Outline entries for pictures

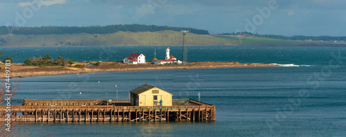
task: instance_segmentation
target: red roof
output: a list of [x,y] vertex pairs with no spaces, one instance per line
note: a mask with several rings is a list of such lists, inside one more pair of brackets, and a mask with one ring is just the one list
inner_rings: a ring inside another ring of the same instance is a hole
[[160,62],[173,62],[172,60],[161,60]]
[[134,52],[132,54],[130,54],[129,55],[129,57],[138,57],[140,56],[142,53],[134,53]]
[[136,60],[136,59],[134,59],[134,57],[126,57],[127,59],[129,59],[129,60],[132,61],[132,62],[137,62],[137,60]]

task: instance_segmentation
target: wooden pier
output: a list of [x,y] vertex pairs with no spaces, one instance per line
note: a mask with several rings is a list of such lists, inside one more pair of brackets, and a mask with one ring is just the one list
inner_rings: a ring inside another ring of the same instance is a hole
[[[174,99],[173,106],[131,106],[128,100],[25,100],[11,106],[11,120],[21,122],[215,121],[215,106],[191,99]],[[0,107],[4,118],[6,107]],[[3,121],[5,118],[1,118]]]

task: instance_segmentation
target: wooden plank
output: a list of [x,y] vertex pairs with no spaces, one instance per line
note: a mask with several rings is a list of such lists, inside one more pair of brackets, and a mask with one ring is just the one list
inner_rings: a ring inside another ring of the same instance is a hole
[[160,109],[160,122],[162,122],[162,109]]
[[201,109],[198,109],[198,120],[201,121]]
[[121,122],[125,121],[125,113],[124,111],[124,108],[122,108],[122,118],[121,118]]
[[129,109],[129,119],[128,121],[131,121],[131,109]]
[[37,122],[37,109],[35,109],[35,122]]
[[90,122],[93,122],[93,109],[95,107],[93,108],[93,109],[91,109],[91,118],[90,118]]
[[155,116],[154,116],[154,118],[155,118],[155,122],[156,122],[156,116],[157,116],[157,114],[156,114],[156,109],[154,109],[155,111]]
[[119,122],[119,109],[117,109],[118,111],[118,116],[116,117],[116,121]]
[[149,112],[148,112],[148,114],[149,114],[149,122],[152,121],[152,120],[150,119],[150,115],[151,115],[151,111],[152,110],[150,109],[150,108],[149,108]]
[[86,122],[86,117],[88,116],[88,112],[89,112],[89,109],[86,109],[85,110],[85,113],[84,113],[84,122]]
[[97,122],[99,122],[100,121],[100,109],[98,109],[98,121]]
[[103,109],[103,122],[106,121],[106,109]]
[[47,122],[49,122],[49,109],[47,111]]
[[54,122],[57,122],[57,109],[54,109]]
[[112,109],[111,109],[111,110],[109,110],[109,121],[110,122],[113,121],[113,118],[111,118],[112,117],[112,116],[111,116],[112,112],[113,112]]
[[181,109],[179,108],[179,121],[181,121]]

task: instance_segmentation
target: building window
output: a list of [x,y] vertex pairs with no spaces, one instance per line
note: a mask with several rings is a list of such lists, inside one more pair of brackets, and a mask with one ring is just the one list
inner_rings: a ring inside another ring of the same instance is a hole
[[152,90],[152,93],[158,93],[158,90]]

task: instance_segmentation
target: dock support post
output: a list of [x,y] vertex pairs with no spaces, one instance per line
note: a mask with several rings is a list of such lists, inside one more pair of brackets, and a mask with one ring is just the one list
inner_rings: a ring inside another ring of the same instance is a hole
[[[186,108],[186,106],[185,107]],[[188,108],[186,108],[186,121],[188,121],[188,116],[189,116],[189,111]]]
[[72,109],[72,112],[73,112],[73,114],[72,114],[72,120],[73,122],[75,122],[75,109]]
[[60,122],[62,122],[62,109],[60,109]]
[[142,116],[143,116],[143,118],[142,118],[142,121],[144,121],[144,109],[142,108]]
[[69,109],[66,109],[66,121],[69,122]]
[[131,109],[129,109],[129,122],[131,122]]
[[155,118],[155,122],[156,122],[156,116],[157,116],[157,114],[156,114],[156,109],[154,109],[154,111],[155,111],[155,116],[154,116],[154,118]]
[[113,113],[113,111],[112,111],[112,110],[113,110],[112,109],[111,109],[111,110],[109,110],[109,113],[110,113],[110,114],[109,114],[109,121],[110,121],[110,122],[112,122],[112,121],[113,121],[113,118],[111,118],[111,113]]
[[201,109],[198,109],[198,120],[201,121]]
[[42,118],[42,119],[41,120],[41,122],[43,122],[43,109],[41,109],[41,117]]
[[116,117],[116,122],[119,122],[119,109],[117,109],[118,116]]
[[150,114],[151,114],[151,111],[152,111],[152,110],[150,109],[150,108],[149,108],[149,112],[148,112],[148,115],[149,115],[149,122],[152,121],[152,120],[150,119],[150,117],[151,117],[151,116],[150,116]]
[[181,109],[179,108],[179,121],[181,121]]
[[37,122],[37,109],[35,109],[35,122]]
[[78,117],[78,122],[80,122],[80,121],[81,121],[81,120],[80,120],[80,112],[81,112],[81,111],[82,111],[81,109],[80,109],[80,112],[79,112],[79,113],[79,113],[80,116]]
[[54,109],[54,122],[57,122],[57,109]]
[[106,121],[106,109],[103,109],[103,122]]
[[125,111],[124,111],[124,108],[122,108],[122,118],[121,118],[121,122],[124,122],[125,121]]
[[136,122],[137,122],[137,109],[136,109]]
[[194,121],[194,108],[192,108],[192,120]]
[[170,110],[166,109],[166,111],[167,111],[166,120],[169,121],[170,120]]
[[160,122],[162,122],[162,109],[160,109]]
[[90,118],[90,122],[93,122],[93,108],[91,109],[91,118]]
[[86,122],[86,117],[88,116],[88,112],[89,112],[88,109],[85,109],[85,113],[84,113],[84,122]]
[[208,118],[208,111],[207,109],[206,109],[206,110],[204,111],[206,112],[206,119],[204,120],[207,121],[207,118]]
[[100,121],[100,109],[98,109],[98,122]]
[[49,109],[47,111],[47,122],[49,122]]

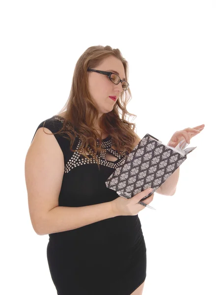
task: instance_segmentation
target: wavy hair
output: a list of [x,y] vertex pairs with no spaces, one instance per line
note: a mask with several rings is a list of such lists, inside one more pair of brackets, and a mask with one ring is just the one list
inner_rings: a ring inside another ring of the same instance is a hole
[[[88,152],[89,154],[91,154],[95,158],[99,170],[100,168],[96,155],[99,154],[101,150],[106,150],[101,147],[102,133],[99,134],[93,127],[97,122],[101,132],[111,136],[113,146],[119,154],[124,155],[129,153],[134,148],[136,140],[140,140],[134,131],[136,124],[126,119],[127,115],[129,117],[137,117],[129,113],[126,109],[126,106],[132,98],[129,88],[127,90],[121,92],[113,110],[107,114],[103,114],[98,119],[98,111],[89,90],[87,69],[89,67],[94,68],[110,56],[113,56],[121,61],[126,81],[128,82],[128,63],[122,57],[118,49],[113,49],[111,46],[101,45],[87,48],[79,58],[76,64],[68,99],[61,111],[56,115],[61,117],[60,114],[66,110],[63,118],[63,126],[58,132],[53,133],[65,133],[65,136],[62,136],[69,138],[70,149],[72,151],[77,151],[77,149],[73,149],[77,134],[82,142],[78,151],[89,159],[85,153],[86,151]],[[119,114],[121,114],[121,118]],[[97,146],[98,139],[99,142],[98,147]]]

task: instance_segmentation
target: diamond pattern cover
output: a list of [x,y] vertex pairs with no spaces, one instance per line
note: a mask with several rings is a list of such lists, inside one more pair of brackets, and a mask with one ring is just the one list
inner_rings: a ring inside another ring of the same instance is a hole
[[151,187],[153,190],[141,201],[150,197],[196,148],[183,149],[186,144],[182,141],[174,148],[146,133],[108,178],[107,187],[127,199]]

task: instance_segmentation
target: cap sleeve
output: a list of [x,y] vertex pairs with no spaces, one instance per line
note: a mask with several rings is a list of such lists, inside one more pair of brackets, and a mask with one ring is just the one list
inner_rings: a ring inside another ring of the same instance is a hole
[[[32,139],[31,143],[32,143],[35,135],[39,128],[44,127],[49,129],[53,133],[58,131],[63,126],[63,122],[59,119],[56,118],[52,117],[52,118],[48,118],[45,121],[41,122],[37,127],[33,137]],[[61,150],[63,152],[64,155],[64,160],[65,159],[65,156],[68,151],[69,150],[70,142],[68,139],[63,137],[62,135],[64,136],[65,133],[54,134],[54,136],[56,138]],[[52,136],[52,135],[51,135]]]

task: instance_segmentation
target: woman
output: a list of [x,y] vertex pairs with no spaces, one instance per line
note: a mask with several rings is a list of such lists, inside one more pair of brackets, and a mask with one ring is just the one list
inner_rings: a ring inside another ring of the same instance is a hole
[[132,115],[127,81],[118,49],[88,48],[76,65],[66,110],[39,124],[27,154],[31,221],[38,235],[49,236],[48,262],[59,295],[142,294],[146,249],[138,213],[145,206],[138,203],[151,191],[126,199],[105,184],[140,139],[124,118]]

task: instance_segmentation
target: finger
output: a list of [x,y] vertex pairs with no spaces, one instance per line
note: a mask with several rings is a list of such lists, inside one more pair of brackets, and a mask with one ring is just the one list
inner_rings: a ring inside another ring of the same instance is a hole
[[[187,129],[188,129],[189,128],[187,128]],[[190,128],[190,129],[191,129],[191,128]],[[182,131],[181,131],[181,134],[182,134],[183,136],[185,139],[186,143],[187,143],[188,144],[190,144],[190,140],[191,139],[191,138],[190,137],[189,134],[188,133],[188,132],[183,130]]]

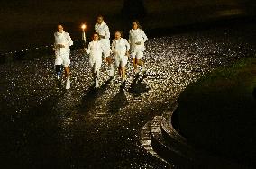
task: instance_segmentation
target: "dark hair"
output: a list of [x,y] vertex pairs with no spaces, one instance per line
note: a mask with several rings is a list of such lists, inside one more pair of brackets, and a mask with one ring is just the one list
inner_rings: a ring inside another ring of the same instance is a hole
[[116,32],[119,32],[119,33],[121,34],[121,37],[123,37],[123,31],[122,31],[116,30],[116,31],[114,31],[114,34],[115,34]]
[[102,19],[104,19],[104,17],[103,17],[102,14],[98,14],[98,15],[96,16],[96,18],[102,18]]
[[57,31],[58,31],[58,29],[59,29],[59,26],[62,26],[62,27],[64,28],[63,24],[62,24],[61,22],[59,22],[59,23],[57,24]]
[[134,20],[134,21],[133,22],[133,23],[132,23],[132,26],[133,26],[133,22],[137,23],[138,28],[142,29],[142,26],[141,26],[141,24],[140,24],[140,22],[139,22],[138,20]]
[[92,39],[94,39],[94,35],[97,35],[97,36],[98,36],[98,39],[100,39],[98,32],[96,32],[96,31],[95,31],[95,32],[92,34]]

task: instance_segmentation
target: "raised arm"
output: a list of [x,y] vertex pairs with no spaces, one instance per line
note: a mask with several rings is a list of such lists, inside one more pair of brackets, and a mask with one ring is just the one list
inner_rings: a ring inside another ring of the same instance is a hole
[[69,46],[72,46],[73,45],[73,40],[72,40],[70,35],[69,33],[66,33],[66,36],[67,36],[67,40],[69,41]]
[[147,35],[145,34],[145,32],[144,32],[142,30],[141,33],[142,33],[142,38],[143,38],[143,40],[142,40],[142,42],[144,43],[145,41],[148,40],[148,37],[147,37]]

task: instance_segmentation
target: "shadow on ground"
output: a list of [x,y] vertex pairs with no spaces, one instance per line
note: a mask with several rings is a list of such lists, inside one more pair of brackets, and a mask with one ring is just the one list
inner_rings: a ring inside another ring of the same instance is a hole
[[140,76],[137,75],[133,79],[133,81],[132,82],[131,86],[128,89],[128,92],[133,97],[139,97],[142,93],[146,93],[150,90],[150,88],[145,84],[142,83],[142,80],[144,78],[146,78],[145,75],[143,75],[142,77],[140,77]]

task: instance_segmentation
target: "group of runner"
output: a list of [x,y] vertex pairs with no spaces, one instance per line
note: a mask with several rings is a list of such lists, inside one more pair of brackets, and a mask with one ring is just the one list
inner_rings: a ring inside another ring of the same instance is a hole
[[[72,39],[69,34],[63,31],[63,25],[58,25],[58,31],[54,33],[55,42],[55,67],[57,78],[60,78],[61,65],[65,69],[66,89],[70,88],[70,70],[69,70],[69,47],[73,45]],[[138,21],[133,22],[132,29],[129,31],[128,40],[122,37],[121,31],[115,31],[114,40],[110,45],[109,27],[105,22],[102,15],[98,15],[95,25],[95,32],[92,35],[92,41],[88,47],[85,48],[85,51],[89,55],[89,65],[94,76],[94,84],[99,87],[99,75],[104,59],[109,66],[109,80],[114,79],[115,68],[118,68],[119,75],[122,77],[122,84],[126,82],[126,64],[128,57],[133,58],[133,66],[134,74],[138,74],[140,70],[145,72],[145,66],[142,58],[145,49],[144,43],[148,40],[146,34],[142,30]],[[114,56],[114,63],[113,63],[111,54]],[[60,81],[59,81],[60,83]],[[59,87],[60,84],[58,84]]]

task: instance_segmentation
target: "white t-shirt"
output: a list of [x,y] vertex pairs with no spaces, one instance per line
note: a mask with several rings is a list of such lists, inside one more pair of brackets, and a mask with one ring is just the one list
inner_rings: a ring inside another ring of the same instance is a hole
[[[132,52],[143,51],[145,49],[144,43],[148,40],[145,32],[142,29],[130,30],[129,31],[129,43],[131,45]],[[141,42],[140,45],[136,45]]]
[[[60,32],[55,32],[54,33],[54,49],[57,55],[62,55],[69,53],[69,46],[73,45],[73,40],[70,38],[70,35],[68,32],[63,31]],[[64,48],[59,48],[58,45],[64,45]]]
[[124,56],[126,51],[129,51],[130,45],[127,40],[121,38],[120,40],[114,40],[112,42],[112,52],[117,56]]

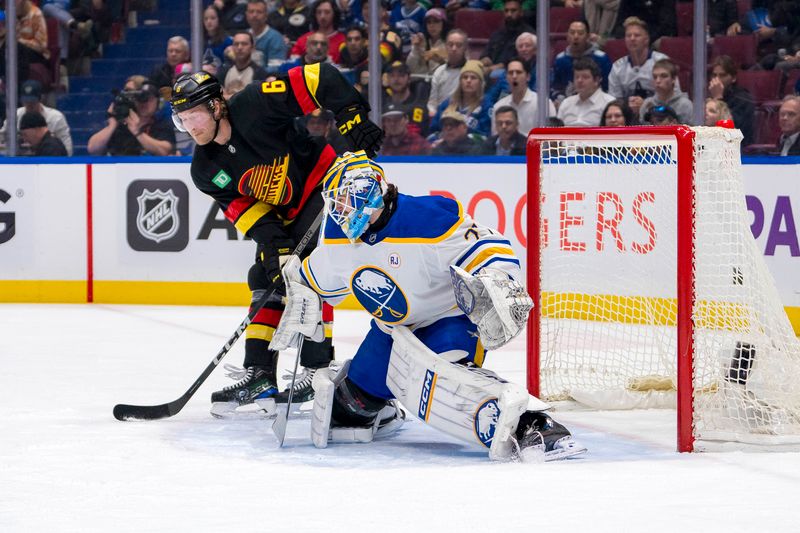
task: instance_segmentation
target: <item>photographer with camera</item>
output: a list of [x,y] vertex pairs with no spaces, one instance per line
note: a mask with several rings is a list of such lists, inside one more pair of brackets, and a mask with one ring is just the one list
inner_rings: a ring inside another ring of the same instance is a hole
[[155,116],[158,88],[144,76],[131,76],[108,107],[108,125],[89,138],[91,155],[171,155],[175,131]]

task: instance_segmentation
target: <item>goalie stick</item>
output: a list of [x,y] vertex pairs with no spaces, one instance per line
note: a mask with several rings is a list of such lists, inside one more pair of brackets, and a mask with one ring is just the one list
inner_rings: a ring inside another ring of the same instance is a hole
[[[302,253],[302,251],[308,245],[311,238],[314,236],[314,233],[317,231],[317,228],[319,228],[319,225],[322,223],[322,219],[324,216],[325,216],[325,210],[323,209],[317,215],[317,218],[314,219],[314,222],[311,223],[311,226],[308,228],[308,231],[306,231],[305,235],[303,235],[303,238],[297,244],[297,247],[292,252],[293,255],[298,255]],[[228,338],[228,341],[225,343],[225,345],[222,348],[220,348],[219,352],[217,352],[217,355],[214,356],[214,359],[212,359],[211,362],[206,367],[206,369],[203,370],[203,373],[200,374],[200,377],[198,377],[194,381],[194,383],[192,383],[192,386],[189,387],[189,390],[183,393],[183,396],[181,396],[177,400],[173,400],[168,403],[162,403],[160,405],[128,405],[124,403],[117,404],[114,406],[114,418],[120,421],[158,420],[161,418],[169,418],[171,416],[178,414],[181,411],[181,409],[183,409],[183,407],[186,405],[186,403],[189,401],[189,399],[191,399],[191,397],[194,396],[194,393],[197,392],[197,389],[200,388],[200,385],[202,385],[203,382],[205,382],[208,376],[211,375],[211,372],[213,372],[214,369],[219,365],[220,361],[222,361],[222,358],[228,354],[231,347],[236,343],[237,340],[239,340],[239,337],[242,336],[244,330],[255,318],[256,313],[258,313],[261,310],[261,308],[264,307],[264,305],[266,305],[269,297],[272,296],[272,293],[275,292],[275,289],[278,288],[279,282],[280,278],[269,284],[267,289],[264,291],[264,295],[261,296],[261,298],[259,298],[253,304],[252,308],[250,309],[250,312],[247,314],[242,323],[239,324],[239,327],[236,328],[236,331],[233,332],[233,335],[231,335]],[[295,374],[297,374],[296,367],[295,367]],[[289,394],[291,394],[291,390]]]

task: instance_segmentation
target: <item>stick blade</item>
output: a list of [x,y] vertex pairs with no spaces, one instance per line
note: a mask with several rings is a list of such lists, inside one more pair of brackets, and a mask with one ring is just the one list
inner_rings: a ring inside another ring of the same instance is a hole
[[286,438],[286,424],[289,422],[288,405],[278,405],[276,413],[275,421],[272,422],[272,431],[278,439],[278,448],[282,448]]
[[114,418],[124,422],[126,420],[159,420],[169,418],[174,413],[170,405],[127,405],[124,403],[114,406]]

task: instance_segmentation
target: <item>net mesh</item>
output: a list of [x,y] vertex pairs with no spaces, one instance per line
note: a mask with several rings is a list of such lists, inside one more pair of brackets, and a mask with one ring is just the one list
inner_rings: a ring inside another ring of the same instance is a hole
[[675,406],[677,217],[694,215],[694,436],[800,443],[800,343],[750,232],[741,134],[693,129],[680,215],[674,138],[541,142],[541,396]]

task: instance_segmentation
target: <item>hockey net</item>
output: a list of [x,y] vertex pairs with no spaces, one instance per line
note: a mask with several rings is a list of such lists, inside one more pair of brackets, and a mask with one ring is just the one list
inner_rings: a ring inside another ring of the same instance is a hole
[[740,140],[531,132],[532,394],[677,407],[681,451],[800,448],[800,342],[750,232]]

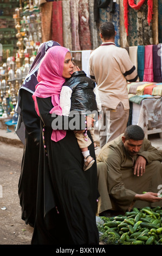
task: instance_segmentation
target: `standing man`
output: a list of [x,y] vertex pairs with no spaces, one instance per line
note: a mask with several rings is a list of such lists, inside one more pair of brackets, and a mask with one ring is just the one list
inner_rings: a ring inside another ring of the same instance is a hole
[[113,24],[103,22],[100,27],[102,45],[90,54],[90,75],[98,84],[102,103],[99,121],[100,147],[124,132],[129,104],[127,81],[135,82],[138,75],[126,49],[115,46]]

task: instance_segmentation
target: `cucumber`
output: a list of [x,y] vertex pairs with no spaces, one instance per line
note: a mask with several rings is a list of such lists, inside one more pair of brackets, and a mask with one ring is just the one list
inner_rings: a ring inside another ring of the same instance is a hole
[[118,225],[118,228],[119,228],[120,229],[122,228],[126,228],[127,227],[128,224],[126,222],[121,223],[121,224],[119,224],[119,225]]
[[128,228],[121,228],[120,230],[124,233],[126,233],[126,232],[127,233],[128,232],[128,231],[129,231]]
[[162,233],[162,228],[159,228],[157,229],[157,234],[161,234]]
[[120,239],[119,240],[119,242],[123,242],[125,241],[126,239],[126,236],[127,236],[127,233],[123,233],[122,235],[120,236]]
[[140,221],[140,218],[142,217],[142,216],[143,216],[142,212],[140,211],[135,217],[134,222],[137,222],[138,221]]
[[130,238],[137,238],[139,235],[141,235],[141,232],[134,232],[134,233],[132,234],[132,235],[130,235]]
[[115,227],[117,227],[118,224],[116,222],[113,222],[112,221],[109,221],[108,222],[106,222],[103,224],[103,227],[107,226],[109,228],[114,228]]
[[120,235],[118,233],[118,232],[115,232],[115,231],[111,231],[108,232],[108,235],[113,235],[114,237],[116,237],[116,239],[119,239],[120,238]]
[[134,229],[134,232],[136,231],[136,230],[137,230],[139,226],[141,224],[141,223],[142,223],[141,221],[139,221],[134,224],[133,226],[133,229]]
[[154,240],[155,237],[152,235],[150,236],[148,239],[146,241],[145,245],[152,245]]
[[133,211],[135,211],[135,212],[137,212],[137,214],[138,212],[139,212],[139,210],[138,210],[138,208],[137,208],[136,207],[134,207],[134,208],[133,208]]
[[121,222],[123,221],[125,218],[125,216],[122,216],[122,217],[115,216],[114,217],[114,219],[115,221],[121,221]]
[[131,215],[137,215],[137,212],[136,211],[127,211],[126,213],[125,213],[125,216],[128,217],[128,216],[130,216]]
[[133,227],[132,226],[132,225],[128,225],[128,228],[129,229],[130,234],[133,234],[134,232],[134,229],[133,229]]
[[128,218],[125,218],[124,220],[125,222],[126,223],[128,224],[129,225],[132,225],[132,226],[133,226],[134,224],[134,222],[131,220],[129,220]]
[[146,235],[139,235],[138,236],[137,238],[138,240],[141,240],[141,241],[147,241],[148,239],[148,236],[146,236]]
[[145,228],[145,230],[142,231],[141,235],[146,235],[145,234],[148,234],[148,232],[149,232],[149,231],[150,229]]

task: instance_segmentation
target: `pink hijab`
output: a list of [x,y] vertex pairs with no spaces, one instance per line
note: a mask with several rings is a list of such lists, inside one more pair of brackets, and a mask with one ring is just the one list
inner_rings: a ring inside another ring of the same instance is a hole
[[[62,109],[60,106],[60,93],[65,78],[62,76],[65,56],[69,50],[62,46],[50,48],[42,59],[37,75],[38,83],[36,86],[35,92],[33,95],[35,109],[40,115],[36,97],[51,97],[54,107],[50,111],[51,114],[62,115]],[[53,130],[51,139],[57,142],[63,138],[66,134],[64,130]]]

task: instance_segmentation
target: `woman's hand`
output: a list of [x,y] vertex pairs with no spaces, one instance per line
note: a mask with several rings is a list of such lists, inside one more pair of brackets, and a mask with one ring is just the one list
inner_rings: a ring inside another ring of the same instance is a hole
[[92,117],[89,115],[87,116],[87,130],[90,130],[90,128],[94,127],[94,121],[95,121],[95,120],[94,119],[94,118],[92,118]]

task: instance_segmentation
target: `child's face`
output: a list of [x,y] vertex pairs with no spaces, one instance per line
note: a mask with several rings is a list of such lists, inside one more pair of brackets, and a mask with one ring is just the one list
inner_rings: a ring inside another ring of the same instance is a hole
[[73,73],[74,73],[74,72],[79,71],[80,71],[80,69],[79,68],[79,67],[75,65],[73,70]]

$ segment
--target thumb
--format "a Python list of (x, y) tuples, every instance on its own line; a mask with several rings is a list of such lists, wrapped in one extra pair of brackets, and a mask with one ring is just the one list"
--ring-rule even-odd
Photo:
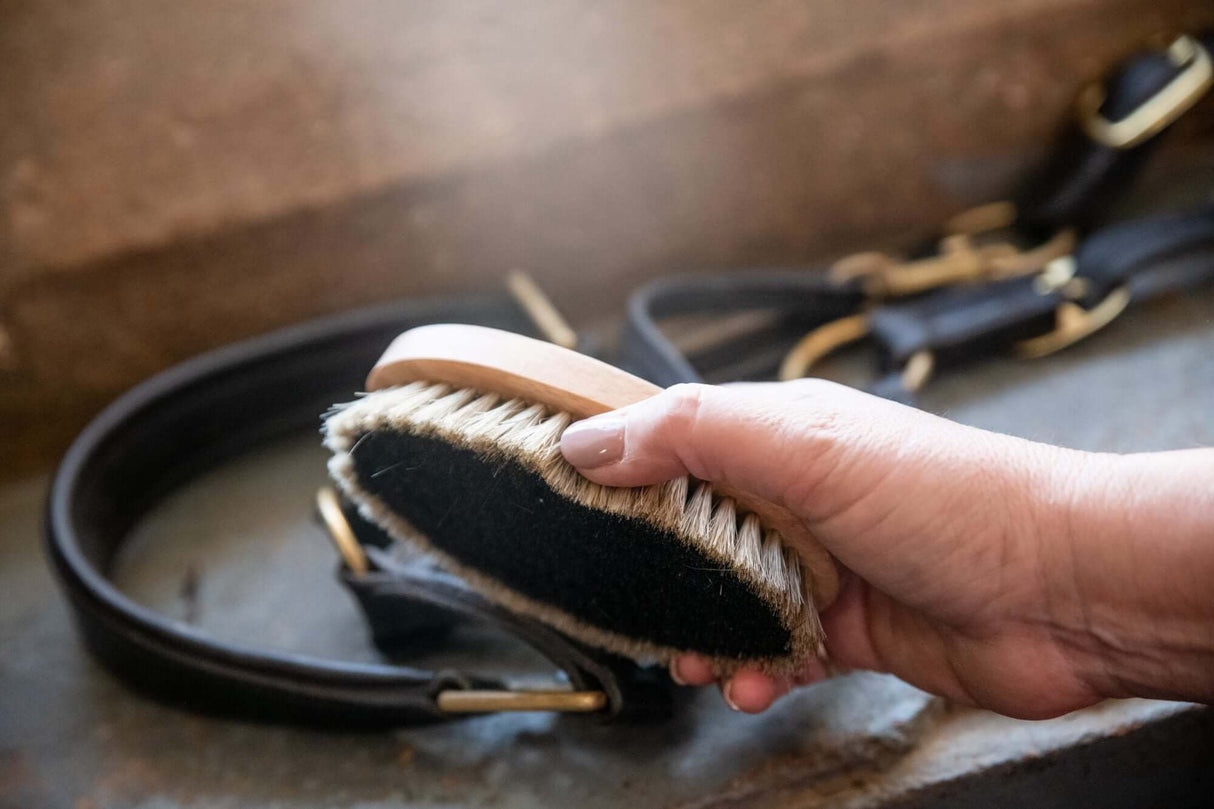
[(823, 395), (823, 387), (846, 390), (822, 380), (675, 385), (572, 424), (561, 452), (607, 486), (647, 486), (690, 474), (783, 503), (789, 486), (812, 468), (809, 462), (832, 445), (838, 409), (806, 401)]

Instructions for the task: Turn the items into a numbered list, starting at the top and stopping after the line that contains "[[160,62],[173,62],[172,60],[161,60]]". Leave out blank lines and the pictures.

Result below:
1. task: instance_segmentation
2. target: red roof
3. output: a list of [x,y] vertex pairs with no spaces, one instance per line
4. note: a mask with several rings is a list of such lists, inside one more pair of brackets, and a mask with one ring is just the one list
5. inner_rings: a ring inside another ring of the same instance is a hole
6. [[160,62],[173,62],[172,60],[161,60]]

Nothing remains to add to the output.